Task instructions
A. List every direct quotation attributed to McIlroy in the report below on his Malaysian Open loss.
B. Carry on the report below about McIlroy's Malaysian Open loss, picking up right after its final sentence.

Text segment
————

A week after his Zepplinesque implosion at Augusta — leading by four going into the final round he shot 80 — McIlroy blew another winning position in Malaysia over the weekend.

He’s now won only once — at the 2009 Dubai Desert Classic — after holding at least a share of the third-round lead five times in his career.

McIlroy had a three-shot cushion with four holes to play in his delayed third round at the Malaysian Open, but two double bogeys on Sunday saw him finish two shots behind the winner, the impressive young Italian, Matteo Manassero.

McIlroy is a class act, and it was no surprise that his first Twitter entry after the loss was a tip of the hat to Manassero, who now has two professional wins before his 18th birthday.

“Well done, Manny! What a player for 17!!” McIlroy wrote.

McIlroy said after the round that he was “pretty disappointed” but called the experience “a good week,” especially given he was fresh from his Masters disappointment and had to fly 30 hours across the world to play.

And, in a sense, it was a good week, because the third-place finish has now catapulted him to seventh in the world rankings.

“I started out really well and to shoot the scores I did considering the traveling is a pretty good effort,” he said.

“I'm proud of myself at how I picked myself up from last week and the way I came back on the back nine today."

All of that’s perfectly valid and true, but the fact remains he should’ve won the tournament.

————

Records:

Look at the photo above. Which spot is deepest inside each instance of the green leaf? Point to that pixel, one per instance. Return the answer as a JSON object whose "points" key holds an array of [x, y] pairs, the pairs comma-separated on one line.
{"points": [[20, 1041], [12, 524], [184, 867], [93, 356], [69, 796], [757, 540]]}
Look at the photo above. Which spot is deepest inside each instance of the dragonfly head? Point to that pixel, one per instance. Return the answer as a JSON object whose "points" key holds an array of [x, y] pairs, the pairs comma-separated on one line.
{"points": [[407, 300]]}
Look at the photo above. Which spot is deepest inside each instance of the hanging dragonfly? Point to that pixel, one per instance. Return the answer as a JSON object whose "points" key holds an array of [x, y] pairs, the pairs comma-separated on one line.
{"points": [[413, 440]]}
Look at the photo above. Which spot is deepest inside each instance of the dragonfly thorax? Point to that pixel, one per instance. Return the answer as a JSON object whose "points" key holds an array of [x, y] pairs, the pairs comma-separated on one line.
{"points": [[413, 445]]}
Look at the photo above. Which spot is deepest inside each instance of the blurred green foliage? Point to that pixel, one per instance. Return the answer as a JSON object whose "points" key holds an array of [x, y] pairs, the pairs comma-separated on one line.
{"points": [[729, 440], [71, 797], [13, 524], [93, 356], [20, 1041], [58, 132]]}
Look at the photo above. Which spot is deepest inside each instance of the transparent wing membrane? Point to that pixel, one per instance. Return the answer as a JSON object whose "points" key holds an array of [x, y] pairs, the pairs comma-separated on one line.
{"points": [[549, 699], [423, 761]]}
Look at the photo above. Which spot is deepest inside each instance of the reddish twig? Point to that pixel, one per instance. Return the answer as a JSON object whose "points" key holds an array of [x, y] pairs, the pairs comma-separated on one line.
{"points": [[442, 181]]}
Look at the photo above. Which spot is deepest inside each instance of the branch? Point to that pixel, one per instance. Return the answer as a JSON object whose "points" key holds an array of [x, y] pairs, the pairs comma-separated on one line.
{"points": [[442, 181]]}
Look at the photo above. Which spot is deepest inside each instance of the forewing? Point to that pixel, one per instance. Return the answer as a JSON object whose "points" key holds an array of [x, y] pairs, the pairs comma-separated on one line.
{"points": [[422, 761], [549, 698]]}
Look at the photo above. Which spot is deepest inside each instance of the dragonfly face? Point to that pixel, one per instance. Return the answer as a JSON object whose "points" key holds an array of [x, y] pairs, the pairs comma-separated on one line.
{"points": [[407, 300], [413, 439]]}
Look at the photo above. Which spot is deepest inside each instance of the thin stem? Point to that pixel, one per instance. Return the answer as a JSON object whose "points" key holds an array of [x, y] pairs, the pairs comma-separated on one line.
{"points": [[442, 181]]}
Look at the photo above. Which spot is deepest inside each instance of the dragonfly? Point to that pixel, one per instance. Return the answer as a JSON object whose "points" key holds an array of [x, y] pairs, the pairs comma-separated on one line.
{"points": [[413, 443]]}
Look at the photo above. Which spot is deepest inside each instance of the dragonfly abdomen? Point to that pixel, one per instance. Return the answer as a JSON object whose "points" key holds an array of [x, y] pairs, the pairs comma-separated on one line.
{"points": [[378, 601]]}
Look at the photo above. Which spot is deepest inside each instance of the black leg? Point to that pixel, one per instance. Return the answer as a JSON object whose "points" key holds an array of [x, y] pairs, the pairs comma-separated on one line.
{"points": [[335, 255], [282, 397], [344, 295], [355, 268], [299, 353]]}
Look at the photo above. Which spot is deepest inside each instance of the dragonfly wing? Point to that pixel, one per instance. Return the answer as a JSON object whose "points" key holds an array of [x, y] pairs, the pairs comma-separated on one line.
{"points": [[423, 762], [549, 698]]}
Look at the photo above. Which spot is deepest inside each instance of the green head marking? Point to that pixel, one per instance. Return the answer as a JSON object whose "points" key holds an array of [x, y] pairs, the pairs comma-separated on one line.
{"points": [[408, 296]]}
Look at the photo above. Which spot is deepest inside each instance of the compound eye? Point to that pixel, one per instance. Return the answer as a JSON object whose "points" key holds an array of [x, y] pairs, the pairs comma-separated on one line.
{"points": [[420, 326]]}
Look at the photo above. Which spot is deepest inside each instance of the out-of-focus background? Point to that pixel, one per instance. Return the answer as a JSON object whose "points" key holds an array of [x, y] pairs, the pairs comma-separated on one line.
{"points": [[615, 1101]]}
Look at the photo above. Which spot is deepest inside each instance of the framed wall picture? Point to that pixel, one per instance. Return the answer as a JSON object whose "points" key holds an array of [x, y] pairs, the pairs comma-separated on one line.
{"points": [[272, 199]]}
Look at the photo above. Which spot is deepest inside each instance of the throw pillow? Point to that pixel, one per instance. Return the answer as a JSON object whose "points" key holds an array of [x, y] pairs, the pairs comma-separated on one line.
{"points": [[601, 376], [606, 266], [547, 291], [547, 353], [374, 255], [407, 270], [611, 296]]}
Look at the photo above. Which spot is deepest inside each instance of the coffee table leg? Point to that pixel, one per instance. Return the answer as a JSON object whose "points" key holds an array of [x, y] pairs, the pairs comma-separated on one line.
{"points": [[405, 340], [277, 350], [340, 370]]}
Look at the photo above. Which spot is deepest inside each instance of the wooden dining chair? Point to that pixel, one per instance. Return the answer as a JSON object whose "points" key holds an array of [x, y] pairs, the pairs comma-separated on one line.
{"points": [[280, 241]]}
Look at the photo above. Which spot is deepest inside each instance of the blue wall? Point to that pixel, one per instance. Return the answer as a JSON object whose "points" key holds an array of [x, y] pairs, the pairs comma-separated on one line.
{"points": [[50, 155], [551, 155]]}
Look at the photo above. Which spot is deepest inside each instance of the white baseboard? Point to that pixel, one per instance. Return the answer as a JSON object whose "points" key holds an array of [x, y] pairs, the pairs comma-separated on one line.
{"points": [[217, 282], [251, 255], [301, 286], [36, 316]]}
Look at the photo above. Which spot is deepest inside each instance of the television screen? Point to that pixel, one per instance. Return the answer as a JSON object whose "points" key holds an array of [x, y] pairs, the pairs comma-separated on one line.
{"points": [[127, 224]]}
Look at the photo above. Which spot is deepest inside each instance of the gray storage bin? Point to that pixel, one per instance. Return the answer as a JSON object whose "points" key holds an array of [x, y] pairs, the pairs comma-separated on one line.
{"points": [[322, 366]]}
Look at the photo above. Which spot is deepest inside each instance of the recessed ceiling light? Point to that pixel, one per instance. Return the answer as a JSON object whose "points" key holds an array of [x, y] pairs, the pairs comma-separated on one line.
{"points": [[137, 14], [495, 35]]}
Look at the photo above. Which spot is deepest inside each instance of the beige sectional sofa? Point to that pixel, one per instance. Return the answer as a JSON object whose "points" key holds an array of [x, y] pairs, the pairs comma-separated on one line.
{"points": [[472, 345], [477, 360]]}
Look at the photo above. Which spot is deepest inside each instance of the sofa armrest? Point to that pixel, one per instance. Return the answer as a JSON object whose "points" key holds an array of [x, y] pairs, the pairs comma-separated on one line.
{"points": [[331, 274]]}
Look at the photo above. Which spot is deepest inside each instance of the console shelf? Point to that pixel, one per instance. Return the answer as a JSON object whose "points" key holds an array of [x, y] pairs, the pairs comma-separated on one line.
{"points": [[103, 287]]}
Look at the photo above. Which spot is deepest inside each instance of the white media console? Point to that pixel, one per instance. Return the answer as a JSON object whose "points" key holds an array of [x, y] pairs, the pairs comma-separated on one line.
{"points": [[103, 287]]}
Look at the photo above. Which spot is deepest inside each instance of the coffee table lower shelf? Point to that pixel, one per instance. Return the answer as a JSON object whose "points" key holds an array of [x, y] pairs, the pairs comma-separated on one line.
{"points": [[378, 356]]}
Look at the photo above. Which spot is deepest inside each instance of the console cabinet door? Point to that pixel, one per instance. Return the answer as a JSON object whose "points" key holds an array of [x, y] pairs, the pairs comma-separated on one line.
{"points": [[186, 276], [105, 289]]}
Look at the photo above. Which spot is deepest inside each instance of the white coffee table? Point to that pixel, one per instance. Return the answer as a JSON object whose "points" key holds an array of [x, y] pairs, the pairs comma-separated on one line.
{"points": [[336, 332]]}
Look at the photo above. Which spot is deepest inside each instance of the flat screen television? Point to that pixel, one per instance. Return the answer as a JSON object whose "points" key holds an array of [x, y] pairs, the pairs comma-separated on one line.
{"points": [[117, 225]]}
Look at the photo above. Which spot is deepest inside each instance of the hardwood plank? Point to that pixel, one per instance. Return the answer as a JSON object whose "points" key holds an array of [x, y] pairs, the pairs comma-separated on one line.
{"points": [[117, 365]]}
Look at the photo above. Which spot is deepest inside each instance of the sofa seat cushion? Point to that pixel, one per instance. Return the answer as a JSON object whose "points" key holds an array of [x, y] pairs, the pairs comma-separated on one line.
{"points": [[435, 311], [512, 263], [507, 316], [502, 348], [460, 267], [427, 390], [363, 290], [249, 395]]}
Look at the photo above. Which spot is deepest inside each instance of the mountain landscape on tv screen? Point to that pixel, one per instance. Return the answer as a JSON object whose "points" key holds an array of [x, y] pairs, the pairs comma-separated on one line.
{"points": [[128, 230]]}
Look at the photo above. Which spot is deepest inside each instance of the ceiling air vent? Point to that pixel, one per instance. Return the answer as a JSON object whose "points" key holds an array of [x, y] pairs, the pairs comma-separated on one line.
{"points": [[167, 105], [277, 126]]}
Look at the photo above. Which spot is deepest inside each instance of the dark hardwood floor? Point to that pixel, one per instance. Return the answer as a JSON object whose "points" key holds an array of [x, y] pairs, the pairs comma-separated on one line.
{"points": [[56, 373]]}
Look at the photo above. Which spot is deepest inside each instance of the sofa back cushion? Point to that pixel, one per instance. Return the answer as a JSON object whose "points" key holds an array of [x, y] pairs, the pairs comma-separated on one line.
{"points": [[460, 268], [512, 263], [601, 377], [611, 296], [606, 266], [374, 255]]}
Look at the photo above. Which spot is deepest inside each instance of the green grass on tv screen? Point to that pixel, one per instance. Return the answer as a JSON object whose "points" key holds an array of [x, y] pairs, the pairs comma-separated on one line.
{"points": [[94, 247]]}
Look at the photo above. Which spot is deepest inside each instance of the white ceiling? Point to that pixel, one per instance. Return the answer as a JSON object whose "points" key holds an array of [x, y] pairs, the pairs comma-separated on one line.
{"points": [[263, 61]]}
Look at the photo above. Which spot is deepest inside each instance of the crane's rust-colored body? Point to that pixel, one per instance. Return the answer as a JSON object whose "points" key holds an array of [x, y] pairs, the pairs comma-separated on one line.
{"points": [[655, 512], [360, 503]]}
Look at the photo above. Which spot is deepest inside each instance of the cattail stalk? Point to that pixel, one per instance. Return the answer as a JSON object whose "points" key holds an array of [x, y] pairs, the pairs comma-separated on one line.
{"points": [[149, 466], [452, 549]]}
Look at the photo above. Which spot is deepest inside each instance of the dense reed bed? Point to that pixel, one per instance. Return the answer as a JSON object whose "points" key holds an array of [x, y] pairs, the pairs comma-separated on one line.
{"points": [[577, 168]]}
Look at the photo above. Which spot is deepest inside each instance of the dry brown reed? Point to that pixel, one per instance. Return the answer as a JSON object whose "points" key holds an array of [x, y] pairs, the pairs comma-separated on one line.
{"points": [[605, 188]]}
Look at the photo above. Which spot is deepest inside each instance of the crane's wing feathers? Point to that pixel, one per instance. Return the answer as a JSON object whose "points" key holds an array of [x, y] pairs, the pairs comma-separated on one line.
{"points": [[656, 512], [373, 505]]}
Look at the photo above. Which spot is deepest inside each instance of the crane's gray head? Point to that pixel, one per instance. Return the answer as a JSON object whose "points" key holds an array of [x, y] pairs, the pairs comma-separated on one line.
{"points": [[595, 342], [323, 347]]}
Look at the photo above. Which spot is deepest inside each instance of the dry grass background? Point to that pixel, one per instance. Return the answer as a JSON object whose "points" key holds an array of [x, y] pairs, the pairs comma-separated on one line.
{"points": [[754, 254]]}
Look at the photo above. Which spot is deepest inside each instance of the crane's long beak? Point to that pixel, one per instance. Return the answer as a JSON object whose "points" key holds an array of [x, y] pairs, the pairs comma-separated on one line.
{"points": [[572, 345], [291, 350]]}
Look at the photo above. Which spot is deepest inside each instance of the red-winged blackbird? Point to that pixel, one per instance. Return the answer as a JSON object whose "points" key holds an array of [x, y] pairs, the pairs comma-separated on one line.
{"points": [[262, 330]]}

————

Answers for the tasks
A.
1. "Well done, Manny! What a player for 17!!"
2. "pretty disappointed"
3. "a good week"
4. "I started out really well and to shoot the scores I did considering the traveling is a pretty good effort"
5. "I'm proud of myself at how I picked myself up from last week and the way I came back on the back nine today."

B.
He didn’t chop wood in the final round — he made seven birdies.

Seven birdies should’ve been enough to win.

But it wasn’t. All those circles on his card added up to only a 3-under-par 69 because McIlroy has a fatal flaw in his golf game.

He’s an erratic putter.

When he makes mistakes, as he did Sunday, he can’t count on his short game, especially his putter, to save him.

Indeed, as we saw at the Masters, the flatstick’s just as likely to bury him deeper in the morass.

For all that was made about his collapse around Amen Corner last week, the truth is that even after the triple-bogey debacle on the 10th, he hit two pure shots to have a 15-foot birdie look on the 11th, the toughest hole at Augusta National.

But he then 3-putted. On the 12th, the danger lies in the tee shot. But the young Ulsterman hit a fine approach, only to 4-putt from 20 feet.

McIlroy knows his Achilles' heel’s in his hands.

Literally.

“I lost a lot of confidence in my putting around the turn,” he admitted after the Masters.

“I was sort of second-guessing lines and second-guessing my speed, and on these greens you can't do that.”

It’s not the first time his putter’s betrayed him.

At the 2008 European Masters, McIlroy took a four-shot lead into the final round but let it slip down to one before missing a 4-footer for par on the last hole that would’ve won the tournament.

He then missed an 18-inch putt on the second playoff hole, handing Frenchman Jean-Francois Lucquin the victory.

Last year, McIlroy was tied for the lead at the PGA Championship with three holes to play but 3-putted the 15th.

He finished a shot out of the playoff won by Martin Kaymer over Bubba Watson.

Like a lot of players who rely on their hands — rather than rocking their shoulders — to putt, there are days when everything falls, such as last May when McIlroy shot a course-record 62 in the final round at Quail Hollow to become the youngest winner on the PGA Tour since Woods.

But those days become the exception. Especially under pressure.

In Kaula Lumpur McIlroy took 34 putts in the third round and averaged 31 for the four days.

If he was on the US Tour, he’d rank 185th in putting for 2011, taking three more putts each round than category leader Luke Donald.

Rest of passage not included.